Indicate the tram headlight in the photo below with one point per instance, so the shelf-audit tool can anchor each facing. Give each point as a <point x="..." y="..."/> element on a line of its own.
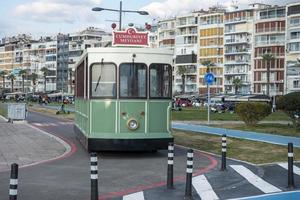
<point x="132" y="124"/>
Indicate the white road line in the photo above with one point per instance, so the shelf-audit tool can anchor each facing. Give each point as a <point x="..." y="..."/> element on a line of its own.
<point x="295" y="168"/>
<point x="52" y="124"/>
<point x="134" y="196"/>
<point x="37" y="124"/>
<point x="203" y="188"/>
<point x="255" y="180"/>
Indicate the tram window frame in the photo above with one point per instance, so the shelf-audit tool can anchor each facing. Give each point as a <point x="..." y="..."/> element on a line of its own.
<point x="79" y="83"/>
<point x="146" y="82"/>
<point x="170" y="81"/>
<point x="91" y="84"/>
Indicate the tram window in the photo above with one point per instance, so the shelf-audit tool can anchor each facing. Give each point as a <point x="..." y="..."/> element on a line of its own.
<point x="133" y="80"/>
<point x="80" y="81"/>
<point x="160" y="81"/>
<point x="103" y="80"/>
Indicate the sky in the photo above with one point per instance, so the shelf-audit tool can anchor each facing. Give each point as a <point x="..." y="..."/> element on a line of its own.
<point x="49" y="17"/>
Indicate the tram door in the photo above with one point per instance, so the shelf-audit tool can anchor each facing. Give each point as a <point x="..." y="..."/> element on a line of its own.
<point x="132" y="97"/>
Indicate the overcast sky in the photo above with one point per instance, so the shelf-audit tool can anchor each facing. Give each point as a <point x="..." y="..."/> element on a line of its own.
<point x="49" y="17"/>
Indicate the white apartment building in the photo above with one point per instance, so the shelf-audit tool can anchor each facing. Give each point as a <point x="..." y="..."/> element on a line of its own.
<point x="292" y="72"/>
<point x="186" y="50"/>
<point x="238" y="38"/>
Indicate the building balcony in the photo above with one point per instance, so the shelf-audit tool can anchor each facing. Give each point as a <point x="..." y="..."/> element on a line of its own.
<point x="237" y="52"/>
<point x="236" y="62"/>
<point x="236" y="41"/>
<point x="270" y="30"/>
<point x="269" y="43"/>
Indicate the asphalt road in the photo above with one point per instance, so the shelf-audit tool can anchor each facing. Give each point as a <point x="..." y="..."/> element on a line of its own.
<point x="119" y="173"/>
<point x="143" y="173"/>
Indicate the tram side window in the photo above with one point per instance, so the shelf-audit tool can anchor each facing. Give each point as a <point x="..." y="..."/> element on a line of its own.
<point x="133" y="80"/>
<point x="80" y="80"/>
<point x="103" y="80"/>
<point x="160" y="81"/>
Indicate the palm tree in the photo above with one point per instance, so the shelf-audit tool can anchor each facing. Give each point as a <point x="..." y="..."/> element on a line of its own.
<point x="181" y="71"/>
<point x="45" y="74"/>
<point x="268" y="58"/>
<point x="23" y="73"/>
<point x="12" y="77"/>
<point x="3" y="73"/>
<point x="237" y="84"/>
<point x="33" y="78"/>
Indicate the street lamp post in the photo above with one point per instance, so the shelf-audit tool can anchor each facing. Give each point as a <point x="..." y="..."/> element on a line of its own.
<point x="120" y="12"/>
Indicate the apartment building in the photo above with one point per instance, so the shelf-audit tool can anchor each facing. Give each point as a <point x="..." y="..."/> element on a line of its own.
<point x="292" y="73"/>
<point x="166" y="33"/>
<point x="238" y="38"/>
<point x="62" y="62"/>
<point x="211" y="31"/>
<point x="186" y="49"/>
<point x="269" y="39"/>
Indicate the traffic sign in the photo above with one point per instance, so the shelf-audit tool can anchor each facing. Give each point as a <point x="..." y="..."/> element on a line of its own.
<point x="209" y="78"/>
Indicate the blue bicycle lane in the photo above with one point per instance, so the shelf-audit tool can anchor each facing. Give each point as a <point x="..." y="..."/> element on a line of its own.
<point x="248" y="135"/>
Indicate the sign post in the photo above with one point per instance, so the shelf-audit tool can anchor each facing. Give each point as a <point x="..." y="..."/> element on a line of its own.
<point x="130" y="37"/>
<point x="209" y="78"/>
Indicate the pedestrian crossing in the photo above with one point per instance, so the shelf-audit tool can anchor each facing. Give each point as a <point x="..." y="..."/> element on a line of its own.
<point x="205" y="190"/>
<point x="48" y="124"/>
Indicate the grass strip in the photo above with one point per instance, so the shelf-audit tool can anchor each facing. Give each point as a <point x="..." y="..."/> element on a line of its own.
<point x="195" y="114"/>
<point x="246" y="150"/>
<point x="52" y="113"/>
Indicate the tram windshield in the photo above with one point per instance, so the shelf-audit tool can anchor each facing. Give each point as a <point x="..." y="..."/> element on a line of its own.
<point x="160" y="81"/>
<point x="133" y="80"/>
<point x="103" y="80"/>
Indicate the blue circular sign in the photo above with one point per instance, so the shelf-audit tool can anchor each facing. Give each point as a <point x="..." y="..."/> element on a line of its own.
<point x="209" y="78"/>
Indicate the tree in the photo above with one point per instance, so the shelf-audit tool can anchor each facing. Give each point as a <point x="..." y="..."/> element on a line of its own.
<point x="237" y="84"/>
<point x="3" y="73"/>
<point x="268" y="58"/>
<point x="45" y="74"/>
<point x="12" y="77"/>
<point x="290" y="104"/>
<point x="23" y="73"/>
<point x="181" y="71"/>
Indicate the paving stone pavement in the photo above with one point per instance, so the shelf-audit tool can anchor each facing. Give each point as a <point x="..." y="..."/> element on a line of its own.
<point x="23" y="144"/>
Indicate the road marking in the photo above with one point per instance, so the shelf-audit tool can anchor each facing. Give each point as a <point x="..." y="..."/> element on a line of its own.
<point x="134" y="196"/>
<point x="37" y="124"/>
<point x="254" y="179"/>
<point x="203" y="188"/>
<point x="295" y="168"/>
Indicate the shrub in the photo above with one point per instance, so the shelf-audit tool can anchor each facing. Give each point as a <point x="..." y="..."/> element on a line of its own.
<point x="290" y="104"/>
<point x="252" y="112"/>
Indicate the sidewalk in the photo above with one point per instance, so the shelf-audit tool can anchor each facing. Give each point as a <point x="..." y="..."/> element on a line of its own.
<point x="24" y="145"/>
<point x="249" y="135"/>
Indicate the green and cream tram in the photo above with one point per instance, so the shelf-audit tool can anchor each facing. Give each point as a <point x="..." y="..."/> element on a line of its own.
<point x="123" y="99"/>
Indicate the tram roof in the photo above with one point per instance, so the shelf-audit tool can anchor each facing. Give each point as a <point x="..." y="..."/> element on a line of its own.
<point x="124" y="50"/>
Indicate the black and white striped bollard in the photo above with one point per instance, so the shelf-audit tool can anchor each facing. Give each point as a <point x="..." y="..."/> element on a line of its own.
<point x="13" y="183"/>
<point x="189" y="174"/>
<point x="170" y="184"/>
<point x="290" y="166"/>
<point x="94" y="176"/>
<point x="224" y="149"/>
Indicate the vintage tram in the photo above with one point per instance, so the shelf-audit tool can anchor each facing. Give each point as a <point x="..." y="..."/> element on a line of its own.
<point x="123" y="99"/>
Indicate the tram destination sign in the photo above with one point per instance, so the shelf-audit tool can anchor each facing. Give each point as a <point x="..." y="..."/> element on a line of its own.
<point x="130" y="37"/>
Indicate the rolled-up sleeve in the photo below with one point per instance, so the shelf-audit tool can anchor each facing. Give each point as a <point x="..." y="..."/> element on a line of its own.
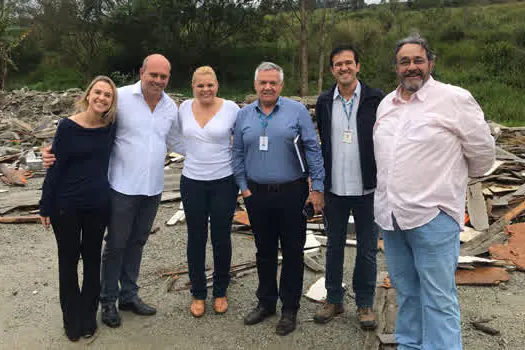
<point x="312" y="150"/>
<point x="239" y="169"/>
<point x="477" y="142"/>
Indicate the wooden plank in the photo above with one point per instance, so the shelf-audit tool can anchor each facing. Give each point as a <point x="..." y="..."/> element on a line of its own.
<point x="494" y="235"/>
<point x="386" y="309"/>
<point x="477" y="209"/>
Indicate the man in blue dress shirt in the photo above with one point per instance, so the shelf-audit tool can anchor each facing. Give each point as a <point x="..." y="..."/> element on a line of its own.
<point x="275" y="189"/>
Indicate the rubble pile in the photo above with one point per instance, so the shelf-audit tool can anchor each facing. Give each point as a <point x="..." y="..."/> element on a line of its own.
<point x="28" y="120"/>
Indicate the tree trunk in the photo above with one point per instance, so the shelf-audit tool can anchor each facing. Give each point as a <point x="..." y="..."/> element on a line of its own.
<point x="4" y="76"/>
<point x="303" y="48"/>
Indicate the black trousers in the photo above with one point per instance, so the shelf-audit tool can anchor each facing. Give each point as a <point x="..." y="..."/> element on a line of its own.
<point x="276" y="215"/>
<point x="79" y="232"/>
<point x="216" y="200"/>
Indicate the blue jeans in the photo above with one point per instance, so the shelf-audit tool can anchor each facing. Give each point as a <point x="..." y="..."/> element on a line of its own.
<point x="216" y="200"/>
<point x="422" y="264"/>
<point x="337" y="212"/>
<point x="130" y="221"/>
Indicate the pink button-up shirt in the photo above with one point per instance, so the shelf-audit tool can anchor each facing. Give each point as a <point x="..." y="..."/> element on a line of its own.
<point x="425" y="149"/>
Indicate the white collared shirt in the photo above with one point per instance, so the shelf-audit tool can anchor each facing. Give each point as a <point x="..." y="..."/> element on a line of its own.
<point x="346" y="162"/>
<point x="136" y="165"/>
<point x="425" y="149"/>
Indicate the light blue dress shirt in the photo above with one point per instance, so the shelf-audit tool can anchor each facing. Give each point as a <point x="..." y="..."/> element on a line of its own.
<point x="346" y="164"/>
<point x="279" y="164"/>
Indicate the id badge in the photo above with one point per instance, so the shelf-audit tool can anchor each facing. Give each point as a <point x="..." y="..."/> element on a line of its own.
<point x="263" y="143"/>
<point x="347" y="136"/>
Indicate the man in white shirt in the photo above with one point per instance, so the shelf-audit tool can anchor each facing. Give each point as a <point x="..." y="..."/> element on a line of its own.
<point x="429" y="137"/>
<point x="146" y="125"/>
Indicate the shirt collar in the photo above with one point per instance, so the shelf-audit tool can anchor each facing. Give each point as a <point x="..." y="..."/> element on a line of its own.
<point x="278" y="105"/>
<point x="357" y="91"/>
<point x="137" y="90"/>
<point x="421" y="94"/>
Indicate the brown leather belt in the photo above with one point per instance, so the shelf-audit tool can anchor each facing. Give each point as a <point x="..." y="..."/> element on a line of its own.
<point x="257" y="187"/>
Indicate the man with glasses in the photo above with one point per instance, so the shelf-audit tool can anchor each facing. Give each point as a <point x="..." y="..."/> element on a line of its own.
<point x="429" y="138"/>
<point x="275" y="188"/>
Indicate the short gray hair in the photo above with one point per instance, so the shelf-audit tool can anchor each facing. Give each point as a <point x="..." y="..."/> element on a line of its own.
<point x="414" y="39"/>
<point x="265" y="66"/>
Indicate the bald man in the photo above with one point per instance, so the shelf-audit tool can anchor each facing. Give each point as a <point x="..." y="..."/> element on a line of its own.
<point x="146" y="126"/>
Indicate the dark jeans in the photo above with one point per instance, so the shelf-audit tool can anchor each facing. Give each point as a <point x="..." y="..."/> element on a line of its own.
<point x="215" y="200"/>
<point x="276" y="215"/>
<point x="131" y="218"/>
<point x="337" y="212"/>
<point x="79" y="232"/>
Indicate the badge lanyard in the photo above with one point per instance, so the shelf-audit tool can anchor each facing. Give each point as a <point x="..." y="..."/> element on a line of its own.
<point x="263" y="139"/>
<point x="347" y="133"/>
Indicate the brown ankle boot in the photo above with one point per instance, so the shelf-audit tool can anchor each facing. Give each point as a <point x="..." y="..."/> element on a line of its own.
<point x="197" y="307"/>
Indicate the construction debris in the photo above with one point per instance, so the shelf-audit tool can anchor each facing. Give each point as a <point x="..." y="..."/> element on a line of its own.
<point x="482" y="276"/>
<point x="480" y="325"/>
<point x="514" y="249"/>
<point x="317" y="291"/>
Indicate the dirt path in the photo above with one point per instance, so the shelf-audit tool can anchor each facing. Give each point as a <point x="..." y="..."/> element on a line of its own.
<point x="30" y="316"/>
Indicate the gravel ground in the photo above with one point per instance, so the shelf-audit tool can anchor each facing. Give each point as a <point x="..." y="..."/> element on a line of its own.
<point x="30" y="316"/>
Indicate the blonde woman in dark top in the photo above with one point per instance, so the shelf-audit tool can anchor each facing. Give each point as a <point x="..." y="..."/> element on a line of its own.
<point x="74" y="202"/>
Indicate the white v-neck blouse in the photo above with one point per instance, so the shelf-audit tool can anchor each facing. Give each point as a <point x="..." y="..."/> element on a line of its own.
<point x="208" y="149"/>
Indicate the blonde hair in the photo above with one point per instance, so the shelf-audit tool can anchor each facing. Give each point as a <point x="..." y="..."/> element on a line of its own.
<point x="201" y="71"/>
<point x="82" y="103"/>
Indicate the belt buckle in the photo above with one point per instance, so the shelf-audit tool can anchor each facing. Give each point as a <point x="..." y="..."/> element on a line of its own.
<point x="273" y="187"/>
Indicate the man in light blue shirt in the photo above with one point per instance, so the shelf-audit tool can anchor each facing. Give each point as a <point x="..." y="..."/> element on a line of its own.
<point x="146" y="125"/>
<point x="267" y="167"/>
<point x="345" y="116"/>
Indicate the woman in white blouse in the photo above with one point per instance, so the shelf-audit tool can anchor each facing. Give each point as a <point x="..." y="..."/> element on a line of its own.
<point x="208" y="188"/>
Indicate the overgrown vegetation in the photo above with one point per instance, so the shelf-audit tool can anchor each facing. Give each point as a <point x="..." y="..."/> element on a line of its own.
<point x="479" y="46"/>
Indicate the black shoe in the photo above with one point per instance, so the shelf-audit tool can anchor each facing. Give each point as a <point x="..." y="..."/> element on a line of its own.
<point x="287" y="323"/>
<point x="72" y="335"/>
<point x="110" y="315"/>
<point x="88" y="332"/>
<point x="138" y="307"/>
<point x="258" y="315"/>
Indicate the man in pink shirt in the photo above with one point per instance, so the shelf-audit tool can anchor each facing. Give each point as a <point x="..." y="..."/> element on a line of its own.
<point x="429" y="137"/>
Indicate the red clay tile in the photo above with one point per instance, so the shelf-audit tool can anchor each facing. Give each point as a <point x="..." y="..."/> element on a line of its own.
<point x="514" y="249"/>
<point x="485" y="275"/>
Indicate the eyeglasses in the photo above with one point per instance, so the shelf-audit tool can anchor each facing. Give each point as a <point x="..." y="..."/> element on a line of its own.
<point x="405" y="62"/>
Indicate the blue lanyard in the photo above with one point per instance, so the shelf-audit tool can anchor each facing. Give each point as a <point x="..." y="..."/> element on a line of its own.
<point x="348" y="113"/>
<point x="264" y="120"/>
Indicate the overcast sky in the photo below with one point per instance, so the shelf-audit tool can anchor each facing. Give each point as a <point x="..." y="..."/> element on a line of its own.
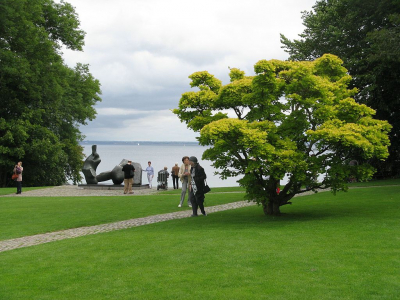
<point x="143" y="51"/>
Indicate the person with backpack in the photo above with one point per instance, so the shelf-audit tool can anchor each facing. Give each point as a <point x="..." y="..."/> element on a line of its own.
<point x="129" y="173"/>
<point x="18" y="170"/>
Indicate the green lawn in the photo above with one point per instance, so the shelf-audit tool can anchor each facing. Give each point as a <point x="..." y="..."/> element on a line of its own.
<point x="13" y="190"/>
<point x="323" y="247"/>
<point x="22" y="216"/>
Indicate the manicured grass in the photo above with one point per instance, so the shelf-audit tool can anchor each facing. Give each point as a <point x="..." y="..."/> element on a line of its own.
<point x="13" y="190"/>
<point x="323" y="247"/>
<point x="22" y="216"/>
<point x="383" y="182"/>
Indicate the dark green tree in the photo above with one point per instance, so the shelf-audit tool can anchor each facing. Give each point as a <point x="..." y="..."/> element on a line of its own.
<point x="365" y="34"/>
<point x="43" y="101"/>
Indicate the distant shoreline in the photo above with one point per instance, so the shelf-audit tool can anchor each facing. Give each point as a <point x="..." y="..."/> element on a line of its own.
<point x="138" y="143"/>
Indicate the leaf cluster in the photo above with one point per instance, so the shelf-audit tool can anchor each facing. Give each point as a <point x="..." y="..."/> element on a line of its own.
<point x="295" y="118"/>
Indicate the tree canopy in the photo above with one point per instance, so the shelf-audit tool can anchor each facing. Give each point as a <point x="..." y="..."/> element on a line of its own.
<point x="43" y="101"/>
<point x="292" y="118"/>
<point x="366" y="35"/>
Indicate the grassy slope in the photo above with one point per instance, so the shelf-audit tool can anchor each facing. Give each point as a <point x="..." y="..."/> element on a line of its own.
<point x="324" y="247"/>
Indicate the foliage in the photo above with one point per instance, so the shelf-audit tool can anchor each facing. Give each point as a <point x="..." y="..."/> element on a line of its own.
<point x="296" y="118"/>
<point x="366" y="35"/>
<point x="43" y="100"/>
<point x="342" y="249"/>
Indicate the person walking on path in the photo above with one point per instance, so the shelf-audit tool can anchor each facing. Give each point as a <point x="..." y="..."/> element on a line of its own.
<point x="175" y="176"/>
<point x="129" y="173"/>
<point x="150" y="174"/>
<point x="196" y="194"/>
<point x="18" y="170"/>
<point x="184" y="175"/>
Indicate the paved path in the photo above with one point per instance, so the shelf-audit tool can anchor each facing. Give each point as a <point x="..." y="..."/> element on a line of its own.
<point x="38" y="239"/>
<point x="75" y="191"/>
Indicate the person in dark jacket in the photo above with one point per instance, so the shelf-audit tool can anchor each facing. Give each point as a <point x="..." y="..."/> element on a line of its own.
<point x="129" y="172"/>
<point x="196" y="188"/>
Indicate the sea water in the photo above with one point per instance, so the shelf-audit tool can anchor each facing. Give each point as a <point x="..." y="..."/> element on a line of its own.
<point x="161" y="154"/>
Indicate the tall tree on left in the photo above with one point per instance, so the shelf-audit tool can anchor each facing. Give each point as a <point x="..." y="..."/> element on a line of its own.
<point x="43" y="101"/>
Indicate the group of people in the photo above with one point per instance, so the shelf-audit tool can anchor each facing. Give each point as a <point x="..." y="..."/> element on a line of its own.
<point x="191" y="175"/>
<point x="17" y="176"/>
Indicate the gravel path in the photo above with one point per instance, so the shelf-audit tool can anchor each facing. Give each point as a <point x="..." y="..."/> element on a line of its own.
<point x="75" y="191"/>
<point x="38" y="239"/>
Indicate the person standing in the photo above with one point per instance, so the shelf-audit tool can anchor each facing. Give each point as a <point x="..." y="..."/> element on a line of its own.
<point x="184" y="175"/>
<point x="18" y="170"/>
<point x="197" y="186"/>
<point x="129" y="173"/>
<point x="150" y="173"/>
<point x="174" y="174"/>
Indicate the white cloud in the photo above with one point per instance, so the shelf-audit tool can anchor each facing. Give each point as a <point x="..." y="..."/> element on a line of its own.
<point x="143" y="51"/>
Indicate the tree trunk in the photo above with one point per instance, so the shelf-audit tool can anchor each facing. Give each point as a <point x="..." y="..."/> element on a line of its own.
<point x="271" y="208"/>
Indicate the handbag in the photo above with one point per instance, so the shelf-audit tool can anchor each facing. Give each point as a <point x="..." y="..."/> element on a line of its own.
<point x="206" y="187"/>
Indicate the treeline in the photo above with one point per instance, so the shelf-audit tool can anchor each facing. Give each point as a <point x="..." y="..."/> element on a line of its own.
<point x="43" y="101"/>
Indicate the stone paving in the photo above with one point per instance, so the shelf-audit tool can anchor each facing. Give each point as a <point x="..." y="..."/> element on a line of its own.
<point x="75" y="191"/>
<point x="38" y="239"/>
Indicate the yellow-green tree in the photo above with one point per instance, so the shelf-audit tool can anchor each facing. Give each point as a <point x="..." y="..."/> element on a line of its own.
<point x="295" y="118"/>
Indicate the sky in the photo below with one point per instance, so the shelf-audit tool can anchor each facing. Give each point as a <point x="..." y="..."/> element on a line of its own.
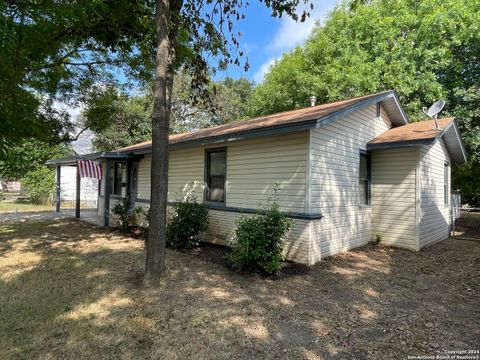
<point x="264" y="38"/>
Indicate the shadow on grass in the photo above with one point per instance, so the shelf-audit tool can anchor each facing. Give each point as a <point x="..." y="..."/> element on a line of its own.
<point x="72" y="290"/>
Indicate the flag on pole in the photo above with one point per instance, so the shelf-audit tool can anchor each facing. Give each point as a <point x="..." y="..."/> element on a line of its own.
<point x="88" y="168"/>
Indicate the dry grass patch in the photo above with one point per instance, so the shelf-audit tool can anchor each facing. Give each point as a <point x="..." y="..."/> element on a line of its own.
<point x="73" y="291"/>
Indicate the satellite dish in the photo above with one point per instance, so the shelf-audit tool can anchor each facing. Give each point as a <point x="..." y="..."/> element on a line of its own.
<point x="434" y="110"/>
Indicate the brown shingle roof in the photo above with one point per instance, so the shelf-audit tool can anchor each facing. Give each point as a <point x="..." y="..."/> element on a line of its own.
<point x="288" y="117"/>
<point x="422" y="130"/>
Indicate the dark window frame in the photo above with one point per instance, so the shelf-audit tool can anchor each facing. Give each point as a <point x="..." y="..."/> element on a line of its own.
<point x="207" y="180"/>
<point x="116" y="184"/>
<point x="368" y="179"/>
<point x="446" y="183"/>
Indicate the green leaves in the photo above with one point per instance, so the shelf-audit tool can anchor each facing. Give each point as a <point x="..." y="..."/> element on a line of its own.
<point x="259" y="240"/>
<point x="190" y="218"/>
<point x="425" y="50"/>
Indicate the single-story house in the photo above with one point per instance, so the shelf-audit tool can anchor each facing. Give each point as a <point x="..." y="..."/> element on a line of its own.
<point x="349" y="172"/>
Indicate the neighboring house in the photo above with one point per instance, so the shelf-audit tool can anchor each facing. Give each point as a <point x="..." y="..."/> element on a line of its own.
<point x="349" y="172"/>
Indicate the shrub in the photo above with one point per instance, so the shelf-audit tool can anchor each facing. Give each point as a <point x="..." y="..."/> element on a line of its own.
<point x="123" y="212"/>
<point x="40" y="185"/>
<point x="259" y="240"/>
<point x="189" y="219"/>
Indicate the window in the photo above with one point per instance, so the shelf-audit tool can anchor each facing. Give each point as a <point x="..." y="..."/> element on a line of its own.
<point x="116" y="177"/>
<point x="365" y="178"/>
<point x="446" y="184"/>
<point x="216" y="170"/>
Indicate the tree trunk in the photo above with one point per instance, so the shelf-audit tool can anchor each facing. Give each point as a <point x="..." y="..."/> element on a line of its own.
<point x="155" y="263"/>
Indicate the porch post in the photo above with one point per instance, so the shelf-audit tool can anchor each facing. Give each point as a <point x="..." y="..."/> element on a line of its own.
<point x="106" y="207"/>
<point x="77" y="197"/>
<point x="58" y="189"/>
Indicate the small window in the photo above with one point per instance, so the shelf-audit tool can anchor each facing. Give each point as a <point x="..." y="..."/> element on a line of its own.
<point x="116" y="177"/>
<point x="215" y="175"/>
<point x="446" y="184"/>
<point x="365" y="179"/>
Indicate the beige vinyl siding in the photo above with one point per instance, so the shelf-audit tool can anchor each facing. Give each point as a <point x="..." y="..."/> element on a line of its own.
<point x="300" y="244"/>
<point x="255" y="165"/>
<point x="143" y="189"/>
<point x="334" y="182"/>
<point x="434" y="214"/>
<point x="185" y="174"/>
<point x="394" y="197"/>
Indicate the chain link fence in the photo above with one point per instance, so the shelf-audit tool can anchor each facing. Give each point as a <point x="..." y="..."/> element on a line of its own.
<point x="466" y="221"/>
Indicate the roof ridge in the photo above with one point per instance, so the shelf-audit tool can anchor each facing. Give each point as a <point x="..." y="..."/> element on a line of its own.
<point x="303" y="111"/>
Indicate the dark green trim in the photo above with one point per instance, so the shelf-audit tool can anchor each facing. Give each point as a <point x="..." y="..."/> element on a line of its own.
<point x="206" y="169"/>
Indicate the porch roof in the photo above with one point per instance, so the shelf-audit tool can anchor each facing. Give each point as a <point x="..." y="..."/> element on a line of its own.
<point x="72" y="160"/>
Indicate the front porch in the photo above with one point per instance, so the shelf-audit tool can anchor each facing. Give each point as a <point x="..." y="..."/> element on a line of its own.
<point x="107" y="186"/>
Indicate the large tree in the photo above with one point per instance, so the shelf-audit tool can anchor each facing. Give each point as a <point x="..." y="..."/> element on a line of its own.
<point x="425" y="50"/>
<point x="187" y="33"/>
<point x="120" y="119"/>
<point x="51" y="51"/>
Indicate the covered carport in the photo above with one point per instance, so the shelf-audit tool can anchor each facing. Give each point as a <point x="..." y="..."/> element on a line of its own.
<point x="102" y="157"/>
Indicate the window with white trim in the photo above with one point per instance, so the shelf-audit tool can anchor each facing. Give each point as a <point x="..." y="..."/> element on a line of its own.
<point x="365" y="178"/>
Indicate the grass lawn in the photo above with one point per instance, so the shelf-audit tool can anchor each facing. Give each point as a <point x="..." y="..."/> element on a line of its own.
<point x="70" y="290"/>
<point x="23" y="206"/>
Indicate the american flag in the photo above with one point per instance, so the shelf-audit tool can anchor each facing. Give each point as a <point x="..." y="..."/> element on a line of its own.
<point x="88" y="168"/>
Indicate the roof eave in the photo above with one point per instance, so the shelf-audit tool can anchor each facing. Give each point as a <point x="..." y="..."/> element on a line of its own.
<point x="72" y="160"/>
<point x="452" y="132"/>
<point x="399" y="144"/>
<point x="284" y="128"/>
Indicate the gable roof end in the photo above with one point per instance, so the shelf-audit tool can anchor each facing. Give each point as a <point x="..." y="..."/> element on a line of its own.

********************

Set exercise: Starting from the line containing "Indicate the covered" and ending with the final line of the data, reproduce each line exactly as it appears, including no other lines.

Task solution:
Indicate the covered carport in the photo above with one point per instance, so the shelf-audit tool can anchor each facing. Give each point as a <point x="..." y="..."/> element on a line of its own.
<point x="102" y="157"/>
Indicate the window with white trim in the photo above with one point per instance, so the shelf-audit tool can anchor each facing. Give each point as a <point x="..." y="..."/> element on a line of its own.
<point x="365" y="178"/>
Indicate the grass lawn in the photo above with one point per instance, so the shelf-audit tool can anchor each facing. Give each point as a <point x="..." y="..."/> element on a line of its own.
<point x="70" y="290"/>
<point x="23" y="206"/>
Indicate the american flag in the photo above with one point per instance, so the shelf-audit tool can anchor each facing. Give each point as a <point x="..." y="..."/> element on a line of its own.
<point x="88" y="168"/>
Indicate the roof eave in the photo above with one point per instance, so the shelf-audit tool can anchor each facing. Give each point as a <point x="..." y="..."/> element on a line of its own.
<point x="72" y="160"/>
<point x="452" y="132"/>
<point x="399" y="144"/>
<point x="284" y="128"/>
Indicate the gable roof end in the photo above with one point per instance, so the shelf-audit tool can anchor each facing. Give each point as a <point x="..." y="..."/> element on a line of its own.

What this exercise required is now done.